— Start Dataset rows —

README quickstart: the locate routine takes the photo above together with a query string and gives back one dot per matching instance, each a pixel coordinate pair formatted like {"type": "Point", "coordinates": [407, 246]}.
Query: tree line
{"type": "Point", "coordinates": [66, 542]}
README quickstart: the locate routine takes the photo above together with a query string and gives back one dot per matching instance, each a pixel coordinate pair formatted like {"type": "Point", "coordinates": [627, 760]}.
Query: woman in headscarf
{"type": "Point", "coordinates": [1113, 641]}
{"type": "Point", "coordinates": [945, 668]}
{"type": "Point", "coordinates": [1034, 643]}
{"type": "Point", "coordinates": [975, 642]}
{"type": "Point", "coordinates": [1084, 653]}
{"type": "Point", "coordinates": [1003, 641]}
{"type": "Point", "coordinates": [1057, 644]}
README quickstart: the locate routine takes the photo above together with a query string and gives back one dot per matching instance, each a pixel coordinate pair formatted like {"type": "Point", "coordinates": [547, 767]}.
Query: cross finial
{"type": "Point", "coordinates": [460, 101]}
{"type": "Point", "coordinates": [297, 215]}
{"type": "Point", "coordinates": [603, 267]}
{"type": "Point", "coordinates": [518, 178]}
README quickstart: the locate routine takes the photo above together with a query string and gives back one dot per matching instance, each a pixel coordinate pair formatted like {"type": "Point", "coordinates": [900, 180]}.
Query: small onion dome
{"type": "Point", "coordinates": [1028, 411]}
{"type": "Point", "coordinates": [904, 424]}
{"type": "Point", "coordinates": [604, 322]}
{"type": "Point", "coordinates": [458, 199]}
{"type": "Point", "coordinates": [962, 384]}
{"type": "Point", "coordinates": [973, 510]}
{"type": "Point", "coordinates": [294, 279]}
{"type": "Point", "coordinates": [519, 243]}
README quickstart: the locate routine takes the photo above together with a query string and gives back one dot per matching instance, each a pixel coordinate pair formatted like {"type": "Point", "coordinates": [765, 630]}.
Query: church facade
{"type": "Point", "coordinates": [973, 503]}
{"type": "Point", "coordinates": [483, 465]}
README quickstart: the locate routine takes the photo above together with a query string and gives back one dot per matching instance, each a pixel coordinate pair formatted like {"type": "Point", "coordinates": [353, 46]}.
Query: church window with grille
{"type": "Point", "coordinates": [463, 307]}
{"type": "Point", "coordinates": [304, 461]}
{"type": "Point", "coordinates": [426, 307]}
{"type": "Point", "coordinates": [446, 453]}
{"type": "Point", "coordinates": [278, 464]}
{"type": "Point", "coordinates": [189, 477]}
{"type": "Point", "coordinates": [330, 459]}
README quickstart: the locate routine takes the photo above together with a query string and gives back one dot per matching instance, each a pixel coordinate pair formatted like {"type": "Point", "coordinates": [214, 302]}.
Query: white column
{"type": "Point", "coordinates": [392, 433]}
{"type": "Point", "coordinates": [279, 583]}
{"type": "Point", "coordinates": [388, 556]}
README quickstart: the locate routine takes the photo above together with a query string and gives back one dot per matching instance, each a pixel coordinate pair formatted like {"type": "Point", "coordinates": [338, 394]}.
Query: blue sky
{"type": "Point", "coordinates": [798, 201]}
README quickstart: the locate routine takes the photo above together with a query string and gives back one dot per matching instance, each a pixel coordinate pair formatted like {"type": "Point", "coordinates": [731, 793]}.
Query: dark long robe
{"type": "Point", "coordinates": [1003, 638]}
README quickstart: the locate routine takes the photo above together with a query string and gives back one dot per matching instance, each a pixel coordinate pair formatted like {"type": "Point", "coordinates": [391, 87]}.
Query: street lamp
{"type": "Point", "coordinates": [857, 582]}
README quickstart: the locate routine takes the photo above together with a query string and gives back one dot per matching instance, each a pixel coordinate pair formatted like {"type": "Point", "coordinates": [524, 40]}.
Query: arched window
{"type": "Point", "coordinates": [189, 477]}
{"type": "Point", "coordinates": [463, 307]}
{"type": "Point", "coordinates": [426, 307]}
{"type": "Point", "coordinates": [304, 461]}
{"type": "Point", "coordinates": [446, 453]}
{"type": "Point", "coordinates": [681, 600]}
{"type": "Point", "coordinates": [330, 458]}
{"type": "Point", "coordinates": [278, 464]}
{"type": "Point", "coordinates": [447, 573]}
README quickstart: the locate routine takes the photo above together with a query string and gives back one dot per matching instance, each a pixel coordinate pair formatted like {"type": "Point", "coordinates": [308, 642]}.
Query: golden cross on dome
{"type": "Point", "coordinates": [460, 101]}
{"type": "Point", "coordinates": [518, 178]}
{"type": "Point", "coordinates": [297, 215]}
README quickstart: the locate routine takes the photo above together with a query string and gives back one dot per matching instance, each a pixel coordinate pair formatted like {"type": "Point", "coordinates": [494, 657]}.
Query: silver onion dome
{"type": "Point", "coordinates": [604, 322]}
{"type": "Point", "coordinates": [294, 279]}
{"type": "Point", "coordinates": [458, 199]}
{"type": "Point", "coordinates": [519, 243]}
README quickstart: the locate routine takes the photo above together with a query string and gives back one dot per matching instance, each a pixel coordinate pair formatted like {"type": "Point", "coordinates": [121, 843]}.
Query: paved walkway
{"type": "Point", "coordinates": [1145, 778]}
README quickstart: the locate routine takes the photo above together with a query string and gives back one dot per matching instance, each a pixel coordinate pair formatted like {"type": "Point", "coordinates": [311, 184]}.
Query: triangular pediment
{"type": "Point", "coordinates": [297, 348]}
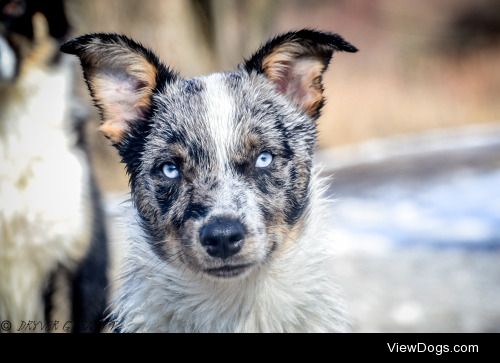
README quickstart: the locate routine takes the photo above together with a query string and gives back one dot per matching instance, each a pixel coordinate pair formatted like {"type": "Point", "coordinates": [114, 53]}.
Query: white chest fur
{"type": "Point", "coordinates": [294, 293]}
{"type": "Point", "coordinates": [42, 194]}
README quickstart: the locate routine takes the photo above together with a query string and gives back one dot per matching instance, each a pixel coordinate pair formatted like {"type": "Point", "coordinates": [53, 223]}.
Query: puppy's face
{"type": "Point", "coordinates": [219, 165]}
{"type": "Point", "coordinates": [21, 30]}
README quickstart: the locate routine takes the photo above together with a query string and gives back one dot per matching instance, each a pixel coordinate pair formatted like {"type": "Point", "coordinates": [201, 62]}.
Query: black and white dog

— End Dataset rows —

== Exercise description ==
Will you set down the records word for word while leaving out every picture?

== Reply ==
README quickstart: the locate routine takes the photo above together with a query string and gives back one dot per matching instance, each a pixel coordinate pair formatted like {"type": "Point", "coordinates": [407, 246]}.
Query: tree line
{"type": "Point", "coordinates": [66, 542]}
README quickstart: the locate routine takes the photo above together with a query string and gives back one dot per matching instance, each a pixel coordinate pair formatted like {"type": "Point", "coordinates": [627, 760]}.
Query: woman in headscarf
{"type": "Point", "coordinates": [1113, 641]}
{"type": "Point", "coordinates": [945, 668]}
{"type": "Point", "coordinates": [1034, 643]}
{"type": "Point", "coordinates": [975, 642]}
{"type": "Point", "coordinates": [1084, 653]}
{"type": "Point", "coordinates": [1003, 641]}
{"type": "Point", "coordinates": [1057, 644]}
README quickstart: the locate routine takes the photo above together with a query string and gives back one dot per matching instance, each a pixel coordinate pair formatted like {"type": "Point", "coordinates": [547, 767]}.
Query: cross finial
{"type": "Point", "coordinates": [460, 101]}
{"type": "Point", "coordinates": [297, 215]}
{"type": "Point", "coordinates": [603, 267]}
{"type": "Point", "coordinates": [518, 178]}
README quickstart: the locate routine takes the photo above together with a query string and gives back one dot per matching instance, each a pixel coordinate pair formatted like {"type": "Point", "coordinates": [900, 180]}.
Query: small onion dome
{"type": "Point", "coordinates": [1028, 411]}
{"type": "Point", "coordinates": [904, 424]}
{"type": "Point", "coordinates": [604, 322]}
{"type": "Point", "coordinates": [458, 199]}
{"type": "Point", "coordinates": [962, 384]}
{"type": "Point", "coordinates": [973, 510]}
{"type": "Point", "coordinates": [294, 279]}
{"type": "Point", "coordinates": [519, 243]}
README quickstart: the locate routine takes the photo above together with a query string and gives back one dot per matching instance, each a pixel coordinate pair formatted like {"type": "Point", "coordinates": [765, 630]}.
Query: church facade
{"type": "Point", "coordinates": [973, 503]}
{"type": "Point", "coordinates": [483, 465]}
README quickstart: the locate routine takes the photo above together with a query string and gives back one dot per matching instance, each a pixel coordinate pair formatted like {"type": "Point", "coordinates": [353, 46]}.
Query: church window with grille
{"type": "Point", "coordinates": [463, 307]}
{"type": "Point", "coordinates": [304, 461]}
{"type": "Point", "coordinates": [426, 307]}
{"type": "Point", "coordinates": [446, 453]}
{"type": "Point", "coordinates": [278, 464]}
{"type": "Point", "coordinates": [189, 477]}
{"type": "Point", "coordinates": [330, 459]}
README quickstart: the locate routine takes the photo above together with a query string and gives back one dot per matching instance, each a pixel coordinate pair formatted like {"type": "Point", "coordinates": [214, 302]}.
Query: white column
{"type": "Point", "coordinates": [392, 433]}
{"type": "Point", "coordinates": [279, 583]}
{"type": "Point", "coordinates": [388, 556]}
README quickstart: the locate routine takes the photo above together with a query string and gives back one dot per matching instance, each a pixel coordinate pair formatted like {"type": "Point", "coordinates": [338, 394]}.
Query: blue sky
{"type": "Point", "coordinates": [798, 201]}
README quickstart: the locate routine takes the photo above together with a query string and gives back one dot per matching instance, each a pixel coordinate pair formatted like {"type": "Point", "coordinates": [731, 793]}.
Query: dark long robe
{"type": "Point", "coordinates": [1003, 638]}
README quickstart: the locate routine takes the photo above together with a query string and gives back one dot per matching instance, each a pixel coordinate pair formatted like {"type": "Point", "coordinates": [391, 87]}.
Query: street lamp
{"type": "Point", "coordinates": [857, 582]}
README quickstart: the locate routine takes the photo above together with a query string and gives back one dot per matching instance, each a pixel coordinate pair formatted like {"type": "Point", "coordinates": [524, 40]}.
Query: arched window
{"type": "Point", "coordinates": [189, 477]}
{"type": "Point", "coordinates": [463, 307]}
{"type": "Point", "coordinates": [426, 307]}
{"type": "Point", "coordinates": [304, 461]}
{"type": "Point", "coordinates": [446, 453]}
{"type": "Point", "coordinates": [681, 600]}
{"type": "Point", "coordinates": [330, 458]}
{"type": "Point", "coordinates": [278, 464]}
{"type": "Point", "coordinates": [447, 573]}
README quickstart: the locate routine takes the photo above together with a query string and gives back one dot per matching instance, each a pixel coordinate pair formatted like {"type": "Point", "coordinates": [308, 642]}.
Query: golden cross on dome
{"type": "Point", "coordinates": [460, 101]}
{"type": "Point", "coordinates": [518, 178]}
{"type": "Point", "coordinates": [297, 215]}
README quickstart: the locate routine takes the photo above together with a query string and gives back one dot per matching instance, each a pixel coordinate pair formatted like {"type": "Point", "coordinates": [494, 657]}.
Query: silver onion dome
{"type": "Point", "coordinates": [604, 322]}
{"type": "Point", "coordinates": [294, 279]}
{"type": "Point", "coordinates": [458, 199]}
{"type": "Point", "coordinates": [519, 243]}
README quickstart: the locate routine takes the photo above together with a query string and gives back one dot per matching instance, each a pixel coordinate pair formatted like {"type": "Point", "coordinates": [121, 843]}.
Query: paved walkway
{"type": "Point", "coordinates": [1145, 778]}
README quickstart: the locate routine takes the photo above together with a query string and gives back one dot per matching instance, each a pixel coordinate pair formatted like {"type": "Point", "coordinates": [311, 184]}.
Query: triangular pediment
{"type": "Point", "coordinates": [297, 348]}
README quickstart: the locate routine takes the photo above together with a query string and gives back one dot per matching instance, each a pixel coordinate pair formatted like {"type": "Point", "coordinates": [114, 53]}.
Query: white chest fur
{"type": "Point", "coordinates": [294, 293]}
{"type": "Point", "coordinates": [42, 194]}
README quickstart: the locate routine takes the photo above together with a query string and gives back one dot per matching instance, each a pixel coordinate pair formatted like {"type": "Point", "coordinates": [53, 223]}.
Query: puppy's face
{"type": "Point", "coordinates": [219, 165]}
{"type": "Point", "coordinates": [21, 30]}
README quickstart: the locate routine takes the photo above together with a query string and gives back one dot per matching instance, each a pixel coordinate pair formatted like {"type": "Point", "coordinates": [201, 62]}.
Query: black and white dog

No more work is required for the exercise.